- [Texte fourni]
★ ★ ★ ★ ★ ★ ★

Et sa sœur, Sanata Sanou de renchérir. « Souvent, après avoir acheté l’huile, à la livraison on se rend compte qu’elle a été mélangée avec de l’eau ou de la potasse pour nous être vendue », s’indigne-t-elle.

La situation sécuritaire indexée du doigt par les acteurs

A la question sur l’origine de leurs difficultés, tous les acteurs rencontrés indexent la situation sécuritaire. « C’est à cause de l’insécurité que tout ceci nous arrive. Car les terroristes ont chassé la plupart des producteurs de coton. Ces derniers n’arrivent plus à produire. Alors que c’est à base des grains de coton que nous obtenons nos matières premières. C’est donc en partie la baisse de la production cotonnière qui est à l’origine des difficultés que nous vivons », se convainc Adjaratou Kambi.

Comme autre impact de la crise sécuritaire sur la saponification traditionnelle, nous dit Sanata Sanou, c’est la difficulté d’écoulement du savon produit. « Avant nous écoulions nos produits à Orodara, Banfora, Tougan, Lampa, Sidéradougou et autres. Maintenant à cause de l’insécurité, beaucoup de ces zones sont inaccessibles. Du coup, on a souvent un problème d’écoulement », explique Sanata Sanou.

La saponification traditionnelle, un métier à risques sanitaires

Avec des méthodes traditionnelles de production, les acteurs de la saponification disent s’exposer à des risques sanitaires. Mais que faire avec des moyens modestes ? Sans cache-nez ni gants et encore moins des lunettes de protection, les producteurs du savon sont permanemment exposés aux produits chimiques, aux flammes et à la fumée. Certains d’entre eux reçoivent parfois la soude caustique dans les yeux. Comme premiers soins, elles utilisent généralement du citron pour atténuer le mal. Ils reçoivent aussi souvent des brûlures sur la peau venant de la soude caustique ou de la matière réchauffée.

★ ★ ★ ★ ★ ★ ★

- [Jeu de données]
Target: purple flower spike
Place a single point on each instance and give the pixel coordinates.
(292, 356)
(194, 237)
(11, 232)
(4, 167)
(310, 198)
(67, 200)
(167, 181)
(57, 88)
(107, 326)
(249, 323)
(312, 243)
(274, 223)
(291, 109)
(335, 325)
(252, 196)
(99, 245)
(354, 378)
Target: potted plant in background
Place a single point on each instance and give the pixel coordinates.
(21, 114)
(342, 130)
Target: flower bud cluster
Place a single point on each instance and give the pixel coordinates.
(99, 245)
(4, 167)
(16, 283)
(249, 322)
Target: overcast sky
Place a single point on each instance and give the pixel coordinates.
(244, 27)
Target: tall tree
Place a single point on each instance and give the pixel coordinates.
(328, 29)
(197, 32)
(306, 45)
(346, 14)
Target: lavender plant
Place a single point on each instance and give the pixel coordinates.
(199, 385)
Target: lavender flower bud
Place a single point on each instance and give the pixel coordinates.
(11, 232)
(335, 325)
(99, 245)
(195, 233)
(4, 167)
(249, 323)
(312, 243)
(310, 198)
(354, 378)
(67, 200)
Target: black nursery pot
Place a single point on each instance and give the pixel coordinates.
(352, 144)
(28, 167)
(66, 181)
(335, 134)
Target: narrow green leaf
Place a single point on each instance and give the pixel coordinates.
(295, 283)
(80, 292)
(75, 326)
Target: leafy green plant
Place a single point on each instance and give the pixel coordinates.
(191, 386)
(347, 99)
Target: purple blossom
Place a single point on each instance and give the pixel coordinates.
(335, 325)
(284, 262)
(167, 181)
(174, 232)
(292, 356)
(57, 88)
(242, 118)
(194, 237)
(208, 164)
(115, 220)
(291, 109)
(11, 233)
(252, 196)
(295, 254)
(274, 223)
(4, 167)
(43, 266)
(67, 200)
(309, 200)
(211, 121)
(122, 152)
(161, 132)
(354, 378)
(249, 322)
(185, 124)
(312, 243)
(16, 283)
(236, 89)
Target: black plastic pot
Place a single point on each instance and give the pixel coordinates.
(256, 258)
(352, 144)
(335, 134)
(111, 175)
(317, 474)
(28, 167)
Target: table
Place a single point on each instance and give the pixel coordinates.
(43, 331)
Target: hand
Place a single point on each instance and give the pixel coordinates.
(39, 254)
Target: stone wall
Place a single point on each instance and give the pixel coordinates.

★ ★ ★ ★ ★ ★ ★

- [Travail demandé]
**1.** Recopiez le passage du texte sur la saponification traditionnelle allant de « La saponification traditionnelle, un » jusqu'à « la matière réchauffée. » inclus, en substituant « lessive de soude » à « soude caustique ».
**2.** Répondez aux questions suivantes à l'aide du texte sur la saponification traditionnelle.
(a) Selon Sanata Sanou, avec quoi l'huile achetée a-t-elle parfois été mélangée ?
(b) D'après Adjaratou Kambi, à partir de quoi les acteurs obtiennent-ils leurs matières premières ?
(c) Qu'utilise-t-on généralement comme premiers soins lorsque la soude caustique atteint les yeux ?
**3.** Prolongez le texte sur la saponification traditionnelle à la suite de sa dernière phrase.

- [Corrigé]
**1.**
La saponification traditionnelle, un métier à risques sanitaires

Avec des méthodes traditionnelles de production, les acteurs de la saponification disent s’exposer à des risques sanitaires. Mais que faire avec des moyens modestes ? Sans cache-nez ni gants et encore moins des lunettes de protection, les producteurs du savon sont permanemment exposés aux produits chimiques, aux flammes et à la fumée. Certains d’entre eux reçoivent parfois la lessive de soude dans les yeux. Comme premiers soins, elles utilisent généralement du citron pour atténuer le mal. Ils reçoivent aussi souvent des brûlures sur la peau venant de la lessive de soude ou de la matière réchauffée.

**2.**
(a) Avec de l'eau ou de la potasse.
(b) À partir des grains de coton.
(c) Du citron.

**3.**
Pour prévenir les maladies respiratoires dont elles sont conscientes, la plupart des travailleurs du savon noir ne boivent que du lait pour espérer atténuer les effets des gaz auxquels ils sont exposés. « Le gaz qui se dégage de la soude caustique est assez fort et cela peut nous causer des maladies. On nous a dit que si on boit du lait, cela peut aider à diminuer l’effet de ces gaz sur notre santé. Sans quoi, nous ne faisons pas autre protection », nous raconte Sanata Sanou. Selon cette dernière, tous ces mécanismes ont été développés pour ne pas abandonner car c’est la seule activité qu’ils savent bien faire. Leur exposition est, selon la jeune dame, due au manque de moyens financiers pour se protéger et se faire médicalement consulter par des spécialistes à des intervalles réguliers.

Elles sont nombreuses les femmes qui vivent de cette activités

Malgré les difficultés de toute nature qui assaillent le secteur de la saponification traditionnelle à Bobo-Dioulasso, les acteurs se montrent résilients en espérant que la donne change positivement pour qu’ils puissent bien tirer leur épingle du jeu. C’est dans cette espérance que certains des producteurs attendent impatiemment une aide ou des mesures salvatrices de la part de l’autorité pour sauver leur secteur.

 Désespérées certaines productrices, ont catégoriquement refusé de se prêter à notre micro car disent-elles, « nous sommes fatiguées qu’on vienne faire des reportages sur les difficultés de notre activité et rien de nos conditions ne change ».

Quoi qu’on dise, la saponification traditionnelle est un secteur informel qui occupe beaucoup de personnes à Bobo-Dioulasso. Face aux difficultés du moment, ces acteurs essaient de tenir le coup en développant des mécanismes de résilience.

En plus de créer de la richesse et de l’emploi, la saponification traditionnelle semble contribuer à la protection de l’environnement par la transformation des matières qui devraient être déversées dans la nature si l’activité n’existait pas.

Saponification traditionnelle et préservation de l’environnement: un autre article sur le sujet à lire bientôt sur Ouest-Info.

D. Siri /collaborateur, L. Koté, S. Guiti, A. Kokombo/Stagiaires (Ouest Info)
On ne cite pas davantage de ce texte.